• _Text section_
┄┄┄┄┄┄┄┄┄┄

Loneliness is a surprisingly common phenomenon in the 21st century. In 2018, a survey conducted by The Economist and the Kaiser Family Foundation revealed that 22% of adults in the United States and 23% of adults in the United Kingdom often or always feel lonely or left out. Interestingly, many people who describe themselves as lonely are unable to explain the reason for their loneliness. They only know that other people seem to be making friends and falling in love, while they keep marching forward alone.
But why does loneliness develop in the first place? Erik Erikson’s theory of psychosocial development may provide some insight.
Erikson believed that human personality develops in eight predetermined stages throughout a person’s life. Each stage presents the individual with a psychosocial crisis which may positively or negatively impact personality development. If the individual is able to resolve the crisis successfully, healthy personality growth occurs and the individual acquires a basic virtue. Erickson suggested that failure to complete a stage successfully hinders a person’s ability to resolve subsequent stages.

┄┄┄┄┄┄┄┄┄┄

• _Supplied material_

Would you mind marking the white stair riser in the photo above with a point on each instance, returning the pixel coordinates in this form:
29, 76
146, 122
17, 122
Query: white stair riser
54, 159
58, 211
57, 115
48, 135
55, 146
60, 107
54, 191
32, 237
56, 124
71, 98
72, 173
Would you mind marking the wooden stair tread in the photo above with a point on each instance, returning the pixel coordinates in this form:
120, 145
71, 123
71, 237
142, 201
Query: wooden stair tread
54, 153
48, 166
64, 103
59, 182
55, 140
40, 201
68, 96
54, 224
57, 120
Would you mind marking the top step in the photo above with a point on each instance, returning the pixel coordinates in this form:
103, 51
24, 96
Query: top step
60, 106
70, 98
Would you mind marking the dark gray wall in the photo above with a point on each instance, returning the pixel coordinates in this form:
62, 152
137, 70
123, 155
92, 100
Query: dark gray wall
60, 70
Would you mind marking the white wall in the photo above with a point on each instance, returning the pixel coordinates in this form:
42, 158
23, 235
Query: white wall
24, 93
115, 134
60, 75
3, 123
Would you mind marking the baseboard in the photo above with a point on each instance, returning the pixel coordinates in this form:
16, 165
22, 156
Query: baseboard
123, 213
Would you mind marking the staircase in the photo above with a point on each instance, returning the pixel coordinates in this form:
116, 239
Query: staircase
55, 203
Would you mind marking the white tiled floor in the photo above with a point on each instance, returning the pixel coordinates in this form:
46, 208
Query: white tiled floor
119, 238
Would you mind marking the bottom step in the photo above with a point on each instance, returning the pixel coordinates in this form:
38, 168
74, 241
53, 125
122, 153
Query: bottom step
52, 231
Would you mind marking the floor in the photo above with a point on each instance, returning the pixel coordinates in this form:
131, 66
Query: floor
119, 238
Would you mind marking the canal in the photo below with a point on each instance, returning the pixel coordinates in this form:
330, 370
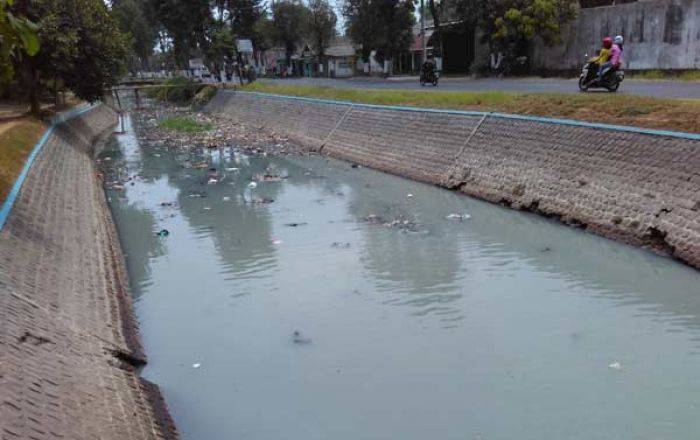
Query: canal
338, 302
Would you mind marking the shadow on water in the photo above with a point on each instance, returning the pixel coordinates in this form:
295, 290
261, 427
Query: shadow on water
420, 326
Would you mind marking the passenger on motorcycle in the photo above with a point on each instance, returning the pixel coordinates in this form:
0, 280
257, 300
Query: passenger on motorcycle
428, 68
604, 53
615, 60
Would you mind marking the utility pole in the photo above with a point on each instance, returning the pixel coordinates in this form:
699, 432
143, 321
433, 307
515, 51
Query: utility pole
422, 32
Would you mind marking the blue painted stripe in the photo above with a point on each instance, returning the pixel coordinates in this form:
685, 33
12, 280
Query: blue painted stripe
554, 121
14, 192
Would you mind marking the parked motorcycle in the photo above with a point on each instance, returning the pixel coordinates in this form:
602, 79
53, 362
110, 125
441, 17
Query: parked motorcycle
611, 80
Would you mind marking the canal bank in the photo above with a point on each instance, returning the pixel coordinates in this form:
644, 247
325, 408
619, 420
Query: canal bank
333, 301
70, 352
637, 186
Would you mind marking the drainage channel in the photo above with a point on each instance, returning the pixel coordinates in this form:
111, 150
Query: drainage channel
332, 301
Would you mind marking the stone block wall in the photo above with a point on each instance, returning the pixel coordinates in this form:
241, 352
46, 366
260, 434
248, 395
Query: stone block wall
659, 34
69, 345
640, 187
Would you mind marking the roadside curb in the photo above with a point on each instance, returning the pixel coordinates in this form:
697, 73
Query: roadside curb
554, 121
17, 186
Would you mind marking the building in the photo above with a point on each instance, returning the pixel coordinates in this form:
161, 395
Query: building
341, 58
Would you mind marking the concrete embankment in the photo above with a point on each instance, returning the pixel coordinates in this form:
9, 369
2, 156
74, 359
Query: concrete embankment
69, 345
640, 187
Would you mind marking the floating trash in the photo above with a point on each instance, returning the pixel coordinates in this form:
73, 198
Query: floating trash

┄┄┄┄┄┄┄┄┄┄

• _Set of tasks_
(A) According to the text on loneliness, what share of adults in the United Kingdom often or always feel lonely or left out?
(B) List every organization and country named in the text on loneliness.
(C) Return the text on loneliness between "Erikson believed that" and "resolve subsequent stages.", inclusive.
The rows have no connection to the text on loneliness.

• _Per-task outputs_
(A) 23%

(B) The Economist, the Kaiser Family Foundation, the United States, the United Kingdom

(C)
Erikson believed that human personality develops in eight predetermined stages throughout a person’s life. Each stage presents the individual with a psychosocial crisis which may positively or negatively impact personality development. If the individual is able to resolve the crisis successfully, healthy personality growth occurs and the individual acquires a basic virtue. Erickson suggested that failure to complete a stage successfully hinders a person’s ability to resolve subsequent stages.